**DAFTAR SOAL**
a. Menurut teks tentang Frankfurt School, apa alasan aliran ini memandang pesimis terhadap media massa?
b. Rangkum teks tentang Frankfurt School dalam dua kalimat.
c. Teruskan teks tentang Frankfurt School mulai setelah kalimat terakhirnya.

**TEKS BACAAN**
□ □ □ □ □ □ □

The Frankfurt School
Frankfurt School memfokuskan pada ideologi yang membantu untuk mengikis ekonomisme
dan pengendalian kaum penguasa terhadap segala sesuatu dengan paham kapitalisme
mereka.
Frankfurt School memandang pesimis terhadap media massa, dikarenakan media massa
‘sering’ digunakan untuk memantapkan kontrol terhadap masyarakat
terutama oleh kelas-kelas penguasa.
Yang menjadi isu utama dari Frankfurt School adalah Siapa yang memiliki dan
mengendalikan media massa ? serta Siapa yang diuntungkan dan siapa yang dirugikan
dengan adanya pengendalian media massa ?

□ □ □ □ □ □ □

**CUPLIKAN DATA**
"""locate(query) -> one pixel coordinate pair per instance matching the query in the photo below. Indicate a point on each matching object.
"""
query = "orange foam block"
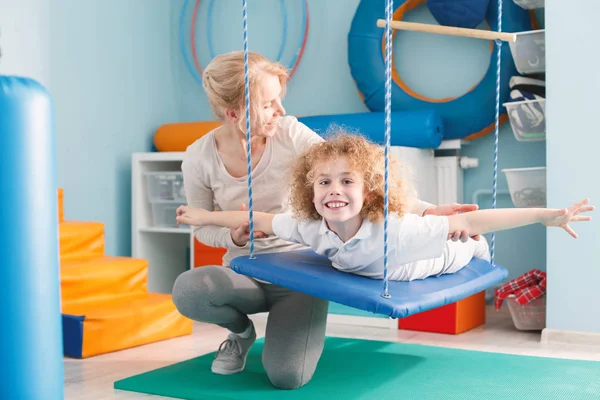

□ □ □ □ □ □ □

**PEMBAHASAN SOAL**
a. Media massa sering digunakan untuk memantapkan kontrol terhadap masyarakat, terutama oleh kelas-kelas penguasa.

b. Frankfurt School berfokus pada ideologi yang membantu mengikis ekonomisme dan pengendalian kaum penguasa melalui paham kapitalisme mereka. Aliran ini juga memandang pesimis media massa karena sering dipakai kelas penguasa untuk memantapkan kontrol atas masyarakat, dan isu utamanya adalah siapa yang memiliki serta mengendalikan media massa, siapa yang diuntungkan, dan siapa yang dirugikan oleh pengendalian itu.

c.
Frankfurt School melihat kekuatan-kekuatan ekonomi yang dimiliki dan dikendalikan
oleh kaum penguasa, telah menentukan perubahan-perubahan sosial di dalam masyarakat.
Hal ini sejalan dengan salah satu pandangan Marxist yaitu teori Determinisme
Ekonomi.
Karena Frankfurt School sangat menentang ekonomisme dan materialisme, maka Frankfurt
School sangat dihormati dan disegani oleh kaum ortodox penganut Marxist.
Contoh kasus berkaitan dengan Frankfurt School
Kapitalisme dan globalisasi tidak bisa dipisahkan dari kehidupan manusia sekarang
ini. Banyak sekali contoh yang dapat kita temui dalam kehidupan kita sehari-hari
yang berkaitan dengan kapitalisme dan globalisasi. Dalam konteks kali ini, kita
akan mengambil contoh kasus yang berkaitan dengan McDonald’s.
McDonald’s dengan kekuasaan kapitalisme yang mereka miliki, telah mengendalikan
media massa di berbagai negara yang telah dijangkau dan dirambah oleh McDonald’s.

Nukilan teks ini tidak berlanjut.